** Extracted records follows **
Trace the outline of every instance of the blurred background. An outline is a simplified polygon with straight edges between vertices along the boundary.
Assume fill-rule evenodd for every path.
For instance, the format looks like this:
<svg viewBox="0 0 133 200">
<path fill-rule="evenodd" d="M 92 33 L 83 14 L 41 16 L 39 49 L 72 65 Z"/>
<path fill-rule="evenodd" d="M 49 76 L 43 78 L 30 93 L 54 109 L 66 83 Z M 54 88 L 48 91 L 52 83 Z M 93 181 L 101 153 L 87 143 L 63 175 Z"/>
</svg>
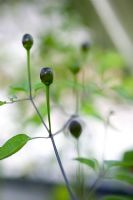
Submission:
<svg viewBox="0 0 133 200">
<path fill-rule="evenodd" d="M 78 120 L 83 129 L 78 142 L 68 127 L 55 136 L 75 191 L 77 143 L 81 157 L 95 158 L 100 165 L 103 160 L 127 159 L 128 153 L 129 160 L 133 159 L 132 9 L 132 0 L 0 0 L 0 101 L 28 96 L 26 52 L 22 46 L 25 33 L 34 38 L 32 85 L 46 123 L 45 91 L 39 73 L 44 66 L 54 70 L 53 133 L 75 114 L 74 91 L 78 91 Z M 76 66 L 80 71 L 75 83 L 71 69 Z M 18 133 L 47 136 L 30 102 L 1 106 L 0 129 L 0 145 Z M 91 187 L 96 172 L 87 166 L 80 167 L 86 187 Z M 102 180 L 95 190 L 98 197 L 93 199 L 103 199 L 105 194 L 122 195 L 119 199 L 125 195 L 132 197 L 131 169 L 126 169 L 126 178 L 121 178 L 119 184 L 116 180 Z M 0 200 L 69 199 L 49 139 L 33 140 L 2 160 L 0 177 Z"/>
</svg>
** End of Extracted records **
### Exercise aim
Show all lines of the material in which the word "instance" can be found.

### The completed task
Trace the outline of every instance of the blurred background. An outline is a simplified polygon with straight edges between vertices along the boundary.
For instance, the format looks like this:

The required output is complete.